* What the task asks *
List every line in the data below that contains the word "link", copying each line in full. Case counts, so only matches with the same capitalization qualify.

* Information shown *

· · · · · · ·

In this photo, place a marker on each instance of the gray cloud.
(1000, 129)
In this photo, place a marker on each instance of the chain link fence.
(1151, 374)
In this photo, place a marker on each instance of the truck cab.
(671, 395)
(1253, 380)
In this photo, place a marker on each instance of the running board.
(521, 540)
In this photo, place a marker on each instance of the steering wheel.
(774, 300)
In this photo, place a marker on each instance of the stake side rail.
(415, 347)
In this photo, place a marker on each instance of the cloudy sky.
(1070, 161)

· · · · · · ·

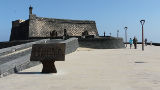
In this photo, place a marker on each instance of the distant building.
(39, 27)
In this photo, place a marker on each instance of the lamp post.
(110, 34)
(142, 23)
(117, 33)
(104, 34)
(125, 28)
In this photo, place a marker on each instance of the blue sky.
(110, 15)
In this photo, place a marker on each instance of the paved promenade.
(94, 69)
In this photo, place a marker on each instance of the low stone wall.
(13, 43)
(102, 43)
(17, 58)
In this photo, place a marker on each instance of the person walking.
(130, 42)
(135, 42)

· · · · · · ·

* Full solution *
In this photo, place a marker on each instance of the chain link fence.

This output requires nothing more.